Quote every row below verbatim, line by line.

◆ Records ◆
╭──

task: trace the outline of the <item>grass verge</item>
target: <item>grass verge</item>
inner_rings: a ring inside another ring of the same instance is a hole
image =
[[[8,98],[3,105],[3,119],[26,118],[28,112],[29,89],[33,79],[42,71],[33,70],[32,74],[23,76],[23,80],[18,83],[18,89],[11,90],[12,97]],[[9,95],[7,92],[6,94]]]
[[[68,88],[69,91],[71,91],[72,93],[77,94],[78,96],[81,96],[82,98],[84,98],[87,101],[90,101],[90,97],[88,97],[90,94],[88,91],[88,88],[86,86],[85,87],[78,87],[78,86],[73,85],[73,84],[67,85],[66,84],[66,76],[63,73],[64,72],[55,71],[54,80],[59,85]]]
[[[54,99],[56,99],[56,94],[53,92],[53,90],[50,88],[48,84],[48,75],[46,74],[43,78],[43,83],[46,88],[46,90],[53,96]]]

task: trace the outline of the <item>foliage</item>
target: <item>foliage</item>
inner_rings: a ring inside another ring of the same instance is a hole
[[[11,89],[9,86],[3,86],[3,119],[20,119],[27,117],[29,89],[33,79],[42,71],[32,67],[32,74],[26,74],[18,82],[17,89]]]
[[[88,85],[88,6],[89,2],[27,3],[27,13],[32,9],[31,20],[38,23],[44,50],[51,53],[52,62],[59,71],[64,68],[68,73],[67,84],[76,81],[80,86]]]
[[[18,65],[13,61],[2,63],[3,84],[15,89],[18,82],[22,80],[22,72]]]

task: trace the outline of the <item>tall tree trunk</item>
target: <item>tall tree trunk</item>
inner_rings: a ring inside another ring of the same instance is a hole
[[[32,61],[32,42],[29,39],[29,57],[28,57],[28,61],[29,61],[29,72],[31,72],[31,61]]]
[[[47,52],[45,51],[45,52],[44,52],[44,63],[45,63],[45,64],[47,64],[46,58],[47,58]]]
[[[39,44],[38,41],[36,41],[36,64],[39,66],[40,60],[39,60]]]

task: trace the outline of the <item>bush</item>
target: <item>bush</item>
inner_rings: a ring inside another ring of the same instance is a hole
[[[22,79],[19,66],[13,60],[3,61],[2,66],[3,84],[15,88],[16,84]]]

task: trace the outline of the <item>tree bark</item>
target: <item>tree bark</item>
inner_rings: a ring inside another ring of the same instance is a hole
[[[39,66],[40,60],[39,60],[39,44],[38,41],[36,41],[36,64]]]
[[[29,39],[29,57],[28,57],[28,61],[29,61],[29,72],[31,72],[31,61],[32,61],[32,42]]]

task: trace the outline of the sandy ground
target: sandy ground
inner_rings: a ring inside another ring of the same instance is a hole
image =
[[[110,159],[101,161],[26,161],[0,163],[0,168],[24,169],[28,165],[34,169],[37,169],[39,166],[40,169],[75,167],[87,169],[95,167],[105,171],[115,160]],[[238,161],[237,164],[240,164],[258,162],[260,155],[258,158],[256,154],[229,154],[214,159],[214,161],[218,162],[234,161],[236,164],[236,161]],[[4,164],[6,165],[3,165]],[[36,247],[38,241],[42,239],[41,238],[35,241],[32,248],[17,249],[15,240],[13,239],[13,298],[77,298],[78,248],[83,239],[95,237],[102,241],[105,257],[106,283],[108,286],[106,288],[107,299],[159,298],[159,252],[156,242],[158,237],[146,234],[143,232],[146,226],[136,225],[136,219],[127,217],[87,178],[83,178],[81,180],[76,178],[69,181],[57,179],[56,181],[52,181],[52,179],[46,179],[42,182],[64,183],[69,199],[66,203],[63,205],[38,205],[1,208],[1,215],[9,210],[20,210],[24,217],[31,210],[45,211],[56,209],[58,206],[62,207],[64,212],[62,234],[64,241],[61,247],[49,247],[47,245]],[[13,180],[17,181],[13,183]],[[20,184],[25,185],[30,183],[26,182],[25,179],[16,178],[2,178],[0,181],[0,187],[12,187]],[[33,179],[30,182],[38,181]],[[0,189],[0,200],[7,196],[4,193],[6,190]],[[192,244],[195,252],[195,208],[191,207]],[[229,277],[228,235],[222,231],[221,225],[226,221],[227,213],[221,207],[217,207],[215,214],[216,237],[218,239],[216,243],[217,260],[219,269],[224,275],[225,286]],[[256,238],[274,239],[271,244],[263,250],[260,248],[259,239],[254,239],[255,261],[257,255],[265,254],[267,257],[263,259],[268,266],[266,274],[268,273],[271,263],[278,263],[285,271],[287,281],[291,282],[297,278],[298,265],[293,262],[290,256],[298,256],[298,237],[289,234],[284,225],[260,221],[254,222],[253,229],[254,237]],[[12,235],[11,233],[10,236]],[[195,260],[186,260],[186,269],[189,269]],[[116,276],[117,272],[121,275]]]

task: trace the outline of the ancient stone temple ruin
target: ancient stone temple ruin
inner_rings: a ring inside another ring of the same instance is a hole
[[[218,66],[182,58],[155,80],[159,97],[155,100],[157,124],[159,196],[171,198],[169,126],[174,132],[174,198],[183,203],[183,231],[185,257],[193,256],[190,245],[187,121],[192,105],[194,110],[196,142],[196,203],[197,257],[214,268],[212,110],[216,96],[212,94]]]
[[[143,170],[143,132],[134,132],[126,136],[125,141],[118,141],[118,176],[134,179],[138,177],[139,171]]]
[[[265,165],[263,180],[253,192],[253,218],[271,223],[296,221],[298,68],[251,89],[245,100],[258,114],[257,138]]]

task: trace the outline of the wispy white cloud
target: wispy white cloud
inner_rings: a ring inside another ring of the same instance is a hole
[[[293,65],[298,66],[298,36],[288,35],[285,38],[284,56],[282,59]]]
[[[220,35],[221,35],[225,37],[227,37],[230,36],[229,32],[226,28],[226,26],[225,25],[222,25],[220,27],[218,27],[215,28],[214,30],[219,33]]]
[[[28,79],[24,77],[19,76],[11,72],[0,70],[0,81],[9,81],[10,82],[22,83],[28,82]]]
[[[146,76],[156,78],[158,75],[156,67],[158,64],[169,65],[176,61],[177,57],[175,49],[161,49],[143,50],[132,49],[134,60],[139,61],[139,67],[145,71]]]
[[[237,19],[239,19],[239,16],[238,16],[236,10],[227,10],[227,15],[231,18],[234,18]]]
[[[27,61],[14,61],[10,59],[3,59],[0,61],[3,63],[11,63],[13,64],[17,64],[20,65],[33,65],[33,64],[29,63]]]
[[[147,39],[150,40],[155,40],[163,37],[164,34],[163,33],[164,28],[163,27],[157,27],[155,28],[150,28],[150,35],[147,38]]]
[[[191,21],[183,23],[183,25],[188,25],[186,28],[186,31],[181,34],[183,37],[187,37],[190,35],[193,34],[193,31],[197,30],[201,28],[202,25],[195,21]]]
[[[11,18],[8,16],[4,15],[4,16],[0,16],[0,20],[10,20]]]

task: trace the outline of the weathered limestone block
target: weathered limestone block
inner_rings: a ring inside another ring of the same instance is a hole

╰──

◆ Finished task ◆
task: trace the outline of the <item>grass verge</item>
target: <item>grass verge</item>
inner_rings: a ring inside another ring of the same instance is a hole
image =
[[[8,98],[3,105],[3,119],[26,118],[28,112],[29,89],[33,79],[42,71],[33,70],[32,74],[23,76],[23,80],[18,83],[18,89],[11,90],[12,97]],[[9,95],[7,92],[6,94]]]
[[[68,88],[69,91],[71,91],[72,93],[77,94],[78,96],[81,96],[82,98],[84,98],[87,101],[90,101],[90,97],[88,97],[90,94],[88,91],[88,88],[86,86],[85,87],[78,87],[78,86],[73,85],[73,84],[67,85],[66,84],[66,76],[63,73],[64,72],[55,71],[54,80],[59,85]]]
[[[54,99],[56,99],[56,94],[53,92],[53,90],[50,88],[48,84],[48,75],[46,74],[43,78],[43,83],[46,88],[46,90],[53,96]]]

task: trace the outline of the <item>foliage</item>
target: <item>foliage</item>
inner_rings: a ring inside another ring of the same instance is a hole
[[[11,89],[9,86],[3,86],[3,119],[20,119],[27,117],[29,89],[33,79],[42,71],[32,67],[32,74],[26,74],[18,82],[17,89]]]
[[[88,85],[88,6],[89,2],[27,3],[27,13],[32,9],[31,20],[38,23],[44,50],[51,53],[52,62],[59,71],[64,68],[68,73],[67,84],[76,81],[80,86]]]
[[[18,65],[13,61],[2,63],[3,84],[15,89],[18,82],[22,80],[22,72]]]

task: trace the outline of the <item>tall tree trunk</item>
target: <item>tall tree trunk</item>
inner_rings: a ring inside another ring of the same instance is a hole
[[[32,61],[32,42],[29,39],[29,57],[28,57],[28,61],[29,61],[29,72],[31,72],[31,61]]]
[[[47,52],[45,51],[45,52],[44,52],[44,63],[45,63],[45,64],[47,64],[46,58],[47,58]]]
[[[39,44],[38,41],[36,41],[36,64],[39,66],[40,60],[39,60]]]

task: trace the outline of the <item>bush</item>
target: <item>bush</item>
inner_rings: a ring inside another ring of the same instance is a hole
[[[22,79],[19,66],[13,60],[3,61],[2,66],[3,84],[15,88],[16,84]]]

task: trace the outline of the <item>tree bark</item>
target: <item>tree bark</item>
inner_rings: a ring inside another ring of the same instance is a hole
[[[39,66],[40,60],[39,60],[39,44],[38,41],[36,41],[36,64]]]
[[[29,39],[29,57],[28,57],[28,61],[29,61],[29,72],[31,72],[31,61],[32,61],[32,42]]]

task: trace the outline of the sandy ground
target: sandy ground
inner_rings: a ring inside another ring of the same instance is a hole
image =
[[[110,159],[101,161],[26,161],[0,163],[0,168],[24,169],[28,165],[34,169],[37,169],[39,166],[40,169],[75,167],[87,169],[95,167],[105,171],[115,160]],[[238,161],[237,164],[240,164],[258,162],[260,155],[258,158],[256,154],[229,154],[214,159],[214,161],[218,162],[234,161],[236,164],[236,161]],[[4,164],[6,165],[3,165]],[[36,247],[38,241],[42,239],[41,238],[35,241],[32,248],[17,249],[15,240],[13,239],[13,298],[77,298],[78,248],[83,239],[95,237],[102,241],[105,257],[106,283],[108,286],[106,288],[107,299],[159,298],[159,252],[156,242],[158,237],[146,234],[143,232],[146,226],[136,225],[136,219],[127,217],[87,178],[83,178],[81,180],[76,178],[69,181],[57,179],[56,181],[52,181],[52,179],[46,179],[42,182],[64,183],[69,199],[66,203],[63,205],[38,205],[1,208],[1,215],[9,210],[20,210],[24,217],[31,210],[45,211],[56,209],[58,206],[62,207],[64,212],[62,234],[64,241],[61,247],[49,247],[47,245]],[[13,180],[17,181],[13,183]],[[20,184],[25,185],[30,183],[26,182],[25,179],[16,178],[2,178],[0,181],[0,187],[12,187]],[[33,179],[30,182],[38,181]],[[0,189],[0,200],[7,196],[4,193],[6,190]],[[192,244],[195,252],[195,208],[191,207]],[[229,277],[228,235],[222,231],[221,225],[226,221],[227,213],[221,207],[217,207],[215,214],[216,237],[218,239],[216,243],[217,260],[219,269],[224,275],[225,286]],[[256,238],[274,239],[271,244],[263,250],[260,248],[259,239],[254,239],[255,261],[257,255],[265,254],[267,257],[263,259],[268,266],[266,274],[268,273],[271,263],[278,263],[285,271],[287,281],[291,282],[297,278],[298,265],[293,262],[290,256],[298,256],[298,237],[289,234],[284,225],[260,221],[254,222],[253,229],[254,237]],[[12,235],[11,233],[10,236]],[[195,260],[186,260],[186,269],[189,269]],[[116,276],[117,272],[121,275]]]

task: trace the outline of the ancient stone temple ruin
target: ancient stone temple ruin
inner_rings: a ring inside another ring of the same instance is a hole
[[[218,66],[182,58],[155,80],[159,97],[155,100],[157,124],[159,196],[171,198],[169,126],[174,132],[174,198],[183,203],[183,231],[185,257],[193,256],[190,245],[187,121],[192,105],[194,110],[196,142],[196,203],[197,257],[214,268],[212,110],[216,96],[212,94]]]
[[[143,170],[143,132],[134,132],[126,136],[125,141],[118,141],[118,176],[134,179],[138,177],[139,171]]]
[[[265,165],[263,180],[253,192],[253,218],[271,223],[296,221],[298,68],[251,89],[245,100],[258,114],[257,138]]]

task: trace the outline of the wispy white cloud
target: wispy white cloud
inner_rings: a ring inside another ring of the same instance is a hole
[[[293,65],[298,66],[298,36],[288,35],[285,38],[284,56],[282,59]]]
[[[220,35],[221,35],[225,37],[227,37],[230,36],[229,32],[226,28],[226,26],[225,25],[222,25],[220,27],[218,27],[215,28],[214,30],[219,33]]]
[[[28,79],[24,77],[19,76],[11,72],[0,70],[0,81],[9,81],[10,82],[22,83],[28,82]]]
[[[146,76],[156,78],[158,75],[156,67],[158,64],[169,65],[176,61],[177,57],[175,49],[161,49],[143,50],[132,49],[134,60],[139,61],[139,67],[145,71]]]
[[[237,19],[239,19],[239,16],[238,16],[236,10],[227,10],[227,15],[231,18],[234,18]]]
[[[27,61],[14,61],[10,59],[3,59],[0,61],[3,63],[11,63],[13,64],[17,64],[20,65],[33,65],[33,64],[29,63]]]
[[[147,39],[150,40],[155,40],[163,37],[164,34],[163,33],[164,28],[163,27],[157,27],[155,28],[150,28],[150,35],[147,38]]]
[[[191,21],[183,23],[183,25],[188,25],[186,28],[186,31],[181,34],[183,37],[187,37],[190,35],[193,34],[193,31],[197,30],[201,28],[202,25],[195,21]]]
[[[11,18],[8,16],[4,15],[4,16],[0,16],[0,20],[10,20]]]

task: trace the outline of the weathered limestone block
target: weathered limestone block
inner_rings: a ring inside another ring of the same instance is a hole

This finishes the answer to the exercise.